- **GOAL**
Emit the data below verbatim, stripping out any pictures.

- **RECORD SET**
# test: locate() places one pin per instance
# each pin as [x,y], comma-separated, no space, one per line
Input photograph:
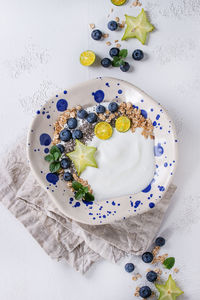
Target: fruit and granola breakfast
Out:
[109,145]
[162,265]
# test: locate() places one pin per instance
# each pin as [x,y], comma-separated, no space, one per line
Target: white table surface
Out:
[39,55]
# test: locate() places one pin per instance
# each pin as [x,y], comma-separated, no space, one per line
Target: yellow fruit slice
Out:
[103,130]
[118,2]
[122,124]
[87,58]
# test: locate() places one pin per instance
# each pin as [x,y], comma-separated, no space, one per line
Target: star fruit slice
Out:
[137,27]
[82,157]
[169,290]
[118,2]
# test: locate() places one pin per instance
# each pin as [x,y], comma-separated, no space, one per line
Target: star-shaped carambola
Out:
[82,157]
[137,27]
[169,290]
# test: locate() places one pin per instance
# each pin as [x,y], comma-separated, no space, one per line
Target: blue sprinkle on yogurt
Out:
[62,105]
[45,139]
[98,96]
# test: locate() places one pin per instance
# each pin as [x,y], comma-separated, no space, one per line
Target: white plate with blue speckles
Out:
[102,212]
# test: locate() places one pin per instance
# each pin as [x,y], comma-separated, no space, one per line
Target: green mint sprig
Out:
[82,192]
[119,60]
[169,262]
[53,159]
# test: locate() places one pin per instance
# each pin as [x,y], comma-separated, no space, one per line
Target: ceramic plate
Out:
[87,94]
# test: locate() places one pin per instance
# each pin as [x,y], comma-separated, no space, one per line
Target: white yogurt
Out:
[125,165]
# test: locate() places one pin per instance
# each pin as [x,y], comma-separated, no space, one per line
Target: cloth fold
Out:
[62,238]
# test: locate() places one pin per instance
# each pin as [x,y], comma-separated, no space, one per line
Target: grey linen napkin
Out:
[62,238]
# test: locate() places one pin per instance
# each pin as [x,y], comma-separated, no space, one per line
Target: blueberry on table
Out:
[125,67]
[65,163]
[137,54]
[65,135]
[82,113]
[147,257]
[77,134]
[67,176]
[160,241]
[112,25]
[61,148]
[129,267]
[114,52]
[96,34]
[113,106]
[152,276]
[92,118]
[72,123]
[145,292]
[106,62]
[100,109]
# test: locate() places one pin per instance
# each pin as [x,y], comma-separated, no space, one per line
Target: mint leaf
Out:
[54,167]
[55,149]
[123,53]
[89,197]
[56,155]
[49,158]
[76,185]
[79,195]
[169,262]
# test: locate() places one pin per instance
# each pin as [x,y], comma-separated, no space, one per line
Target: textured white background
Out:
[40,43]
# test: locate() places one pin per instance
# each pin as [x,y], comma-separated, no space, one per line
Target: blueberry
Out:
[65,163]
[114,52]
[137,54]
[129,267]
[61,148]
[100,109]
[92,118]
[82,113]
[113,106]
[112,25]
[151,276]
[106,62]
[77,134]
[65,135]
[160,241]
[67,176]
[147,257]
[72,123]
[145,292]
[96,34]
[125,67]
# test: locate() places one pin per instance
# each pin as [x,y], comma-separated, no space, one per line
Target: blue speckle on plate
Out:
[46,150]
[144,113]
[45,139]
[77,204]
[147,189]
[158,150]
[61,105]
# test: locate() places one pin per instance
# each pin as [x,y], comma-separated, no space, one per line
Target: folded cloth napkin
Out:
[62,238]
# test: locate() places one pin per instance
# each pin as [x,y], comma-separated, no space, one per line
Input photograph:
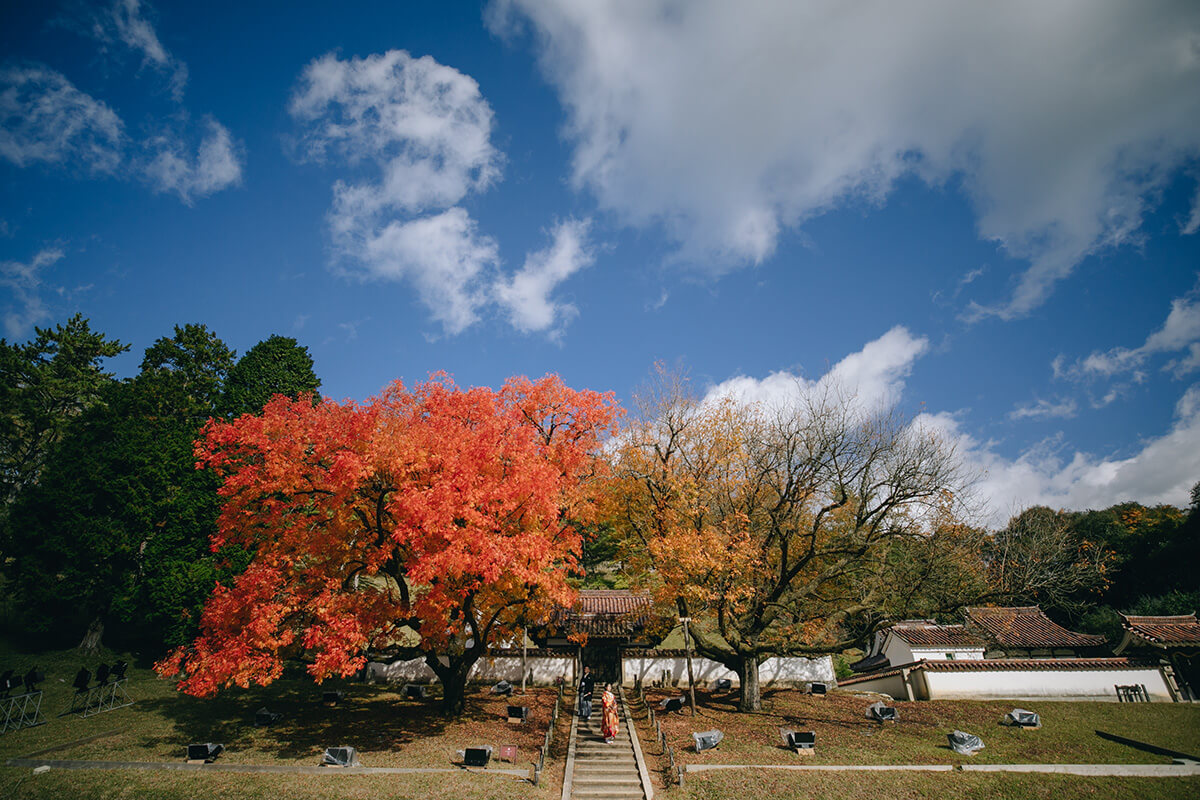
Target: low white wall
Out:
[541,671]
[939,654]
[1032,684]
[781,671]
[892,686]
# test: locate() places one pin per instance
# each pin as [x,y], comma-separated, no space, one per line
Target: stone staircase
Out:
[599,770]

- **SOLVED EXERCISE**
# test: locate() places one pin per instance
# each pin as [x,y], comma-separated, no space, one per line
Input photograph:
Target: fruit and granola breakfast
Out:
[109,145]
[162,265]
# test: locate() places one pin per instance
# each pin as [x,y], comma-separated, no space, one per line
Target: white table surface
Out:
[39,55]
# test: locate() places one pin per instance
# each pin as [x,y], comma-separated, no space, one per line
Target: yellow fruit slice
Out:
[103,130]
[118,2]
[122,124]
[87,58]
# test: locate() places one pin per instance
# each pin as [x,y], comma-separated, no space, one per line
Target: star fruit slice
Out:
[137,27]
[82,157]
[169,290]
[118,2]
# test: locate() places one pin per instance
# each pin as [x,y], comma-separated, no space, one per line
Target: star-shaped carambola
Out:
[82,157]
[137,27]
[169,290]
# test: locate() places one pin per instance
# each pin as [x,y], comma-separated, no space, one per line
Target: blue sprinkle on yogurt
Out:
[62,105]
[45,139]
[98,96]
# test: locate() places one pin per instance
# each pin as [x,y], comma-separated, no space, one per line
Target: white plate with blue speckles
Out:
[102,212]
# test: locate() places one pin per instance
# each pin as [x,y], comma-separated, no space, one per line
Target: green mint sprig
Out:
[82,192]
[119,60]
[169,262]
[53,159]
# test: locate() places one pin per instance
# each pin as [x,y], comma-separated, no space, one per line
Target: ceramic plate
Out:
[87,94]
# test: locate() places one pin per instance
# each pin as [x,y], comma-separated, no space, one per line
Target: white yogurt
Out:
[125,165]
# test: locate() places one pin per instance
# each pin as [x,y], comma-separated, no space, one per line
Target: cloth fold
Out:
[62,238]
# test: locate() places one pin per instance
# each pin as [x,y], comma-separated, no space, one per line
Target: grey linen napkin
Out:
[62,238]
# test: locate() places one pin per instance
# each pin as [x,y], comma-separated, no space, one per line
Target: blueberry on table
Out:
[125,67]
[65,163]
[137,54]
[65,135]
[82,113]
[147,257]
[77,134]
[67,176]
[160,241]
[112,25]
[61,148]
[129,267]
[114,52]
[96,34]
[113,106]
[152,276]
[92,118]
[72,123]
[145,292]
[106,62]
[100,109]
# test: locate() places one pin per instance
# each pin as [x,y], comma-separated, no space, one per line
Target: mint leaf
Out:
[54,167]
[55,149]
[123,53]
[89,197]
[56,155]
[49,158]
[76,185]
[79,195]
[169,262]
# test: locate() places one pin per instance
# each pin as [x,y], comma-separated, no space, one per line
Target: textured white background
Out:
[40,43]
# test: locate() places one pin per instance
# each pin as [x,y], comma-separated, no space, one per line
Target: blueberry
Out:
[65,163]
[114,52]
[137,54]
[129,267]
[61,148]
[100,109]
[92,118]
[82,113]
[113,106]
[112,25]
[151,276]
[106,62]
[77,134]
[65,135]
[160,241]
[67,176]
[147,257]
[72,123]
[145,292]
[96,34]
[125,67]
# test: locate() places one pin per instance
# each pin as [x,y], comma-separated, no space, one per line
Target: blue speckle on plate
Out:
[46,150]
[144,113]
[45,139]
[77,204]
[147,189]
[158,150]
[61,105]
# test: locate() places one pin per instance
# each pin as [x,y], comma-separated, no space, one per line
Target: folded cloth napkin
Out:
[62,238]
# test: locate() places one pin per instance
# each pin as [x,y], comma-separated, no space, one per line
Input photograph:
Target: low white wall
Out:
[541,671]
[939,654]
[1032,684]
[781,671]
[892,686]
# test: locate() places one pin per instance
# each pin as [x,y], comma-separated, no space, one per line
Target: stone staircase
Out:
[599,770]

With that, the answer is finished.